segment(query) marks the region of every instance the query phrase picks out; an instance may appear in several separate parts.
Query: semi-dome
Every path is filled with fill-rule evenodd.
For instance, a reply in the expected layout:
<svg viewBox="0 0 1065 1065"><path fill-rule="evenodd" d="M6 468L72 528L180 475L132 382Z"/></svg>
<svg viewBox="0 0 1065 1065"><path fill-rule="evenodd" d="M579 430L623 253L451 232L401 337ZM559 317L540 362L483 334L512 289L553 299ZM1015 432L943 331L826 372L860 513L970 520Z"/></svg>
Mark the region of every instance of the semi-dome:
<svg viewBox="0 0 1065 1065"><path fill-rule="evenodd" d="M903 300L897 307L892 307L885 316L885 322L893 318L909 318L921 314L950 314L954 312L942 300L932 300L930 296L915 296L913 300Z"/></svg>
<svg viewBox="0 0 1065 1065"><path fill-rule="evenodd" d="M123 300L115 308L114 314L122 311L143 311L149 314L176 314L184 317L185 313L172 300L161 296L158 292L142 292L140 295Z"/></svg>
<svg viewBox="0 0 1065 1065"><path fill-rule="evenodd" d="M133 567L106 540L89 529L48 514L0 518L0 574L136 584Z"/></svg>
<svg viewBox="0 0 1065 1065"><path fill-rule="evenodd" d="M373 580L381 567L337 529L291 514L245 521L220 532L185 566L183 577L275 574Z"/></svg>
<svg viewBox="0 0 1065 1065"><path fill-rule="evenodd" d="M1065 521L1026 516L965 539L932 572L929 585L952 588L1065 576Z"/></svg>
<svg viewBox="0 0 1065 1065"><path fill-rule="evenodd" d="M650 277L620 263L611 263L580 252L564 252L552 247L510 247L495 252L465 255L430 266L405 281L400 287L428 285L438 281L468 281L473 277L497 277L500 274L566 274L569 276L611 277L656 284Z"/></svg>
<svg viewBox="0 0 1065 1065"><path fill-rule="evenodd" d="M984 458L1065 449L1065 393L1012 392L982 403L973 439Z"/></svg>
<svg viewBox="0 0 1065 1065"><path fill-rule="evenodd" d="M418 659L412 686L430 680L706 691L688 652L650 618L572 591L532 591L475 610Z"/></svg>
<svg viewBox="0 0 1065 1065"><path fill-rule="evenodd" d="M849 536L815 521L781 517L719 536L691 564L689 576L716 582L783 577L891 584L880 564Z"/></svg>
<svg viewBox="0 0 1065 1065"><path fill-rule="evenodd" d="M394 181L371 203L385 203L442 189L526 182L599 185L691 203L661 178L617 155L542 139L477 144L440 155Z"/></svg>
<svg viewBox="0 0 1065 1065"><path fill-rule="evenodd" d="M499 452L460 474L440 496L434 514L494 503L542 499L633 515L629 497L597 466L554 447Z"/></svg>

** PROBLEM TO WORK ON **
Reproduce each of the lines above verbatim, without altering any character.

** RESULT FOR THIS EXERCISE **
segment(query) marks the region of every instance the query phrase picks out; an instance may appear in several separate parts.
Query: semi-dome
Every path is filled with fill-rule evenodd.
For instance, a reply in the expected layout:
<svg viewBox="0 0 1065 1065"><path fill-rule="evenodd" d="M6 468L72 528L180 475L132 382Z"/></svg>
<svg viewBox="0 0 1065 1065"><path fill-rule="evenodd" d="M579 430L623 253L451 232L401 337ZM559 317L540 362L483 334L512 289L553 299ZM1015 432L943 331L826 372L860 513L970 520Z"/></svg>
Mark the region of every instance of the semi-dome:
<svg viewBox="0 0 1065 1065"><path fill-rule="evenodd" d="M903 300L897 307L892 307L885 316L885 322L893 318L909 318L921 314L950 314L954 312L942 300L932 300L930 296L915 296L913 300Z"/></svg>
<svg viewBox="0 0 1065 1065"><path fill-rule="evenodd" d="M123 300L115 308L114 314L122 311L143 311L149 314L176 314L184 317L185 313L172 300L161 296L158 292L142 292L140 295Z"/></svg>
<svg viewBox="0 0 1065 1065"><path fill-rule="evenodd" d="M133 567L106 540L89 529L48 514L0 518L0 574L136 584Z"/></svg>
<svg viewBox="0 0 1065 1065"><path fill-rule="evenodd" d="M373 580L381 567L337 529L291 514L245 521L220 532L185 566L183 577L275 574Z"/></svg>
<svg viewBox="0 0 1065 1065"><path fill-rule="evenodd" d="M1065 521L1026 516L965 539L932 572L929 585L952 588L1065 576Z"/></svg>
<svg viewBox="0 0 1065 1065"><path fill-rule="evenodd" d="M650 277L620 263L611 263L580 252L564 252L552 247L510 247L495 252L465 255L430 266L405 281L400 287L428 285L438 281L468 281L473 277L497 277L500 274L566 274L569 276L611 277L656 284Z"/></svg>
<svg viewBox="0 0 1065 1065"><path fill-rule="evenodd" d="M984 458L1065 449L1065 393L1012 392L982 403L973 439Z"/></svg>
<svg viewBox="0 0 1065 1065"><path fill-rule="evenodd" d="M418 659L412 686L430 680L706 691L688 652L650 618L572 591L532 591L475 610Z"/></svg>
<svg viewBox="0 0 1065 1065"><path fill-rule="evenodd" d="M849 536L815 521L781 517L719 536L691 564L689 576L716 582L783 577L891 584L880 564Z"/></svg>
<svg viewBox="0 0 1065 1065"><path fill-rule="evenodd" d="M394 181L371 203L385 203L442 189L526 182L599 185L691 203L661 178L617 155L542 139L477 144L440 155Z"/></svg>
<svg viewBox="0 0 1065 1065"><path fill-rule="evenodd" d="M499 452L460 474L440 496L434 514L494 503L542 499L633 515L629 497L597 466L554 447Z"/></svg>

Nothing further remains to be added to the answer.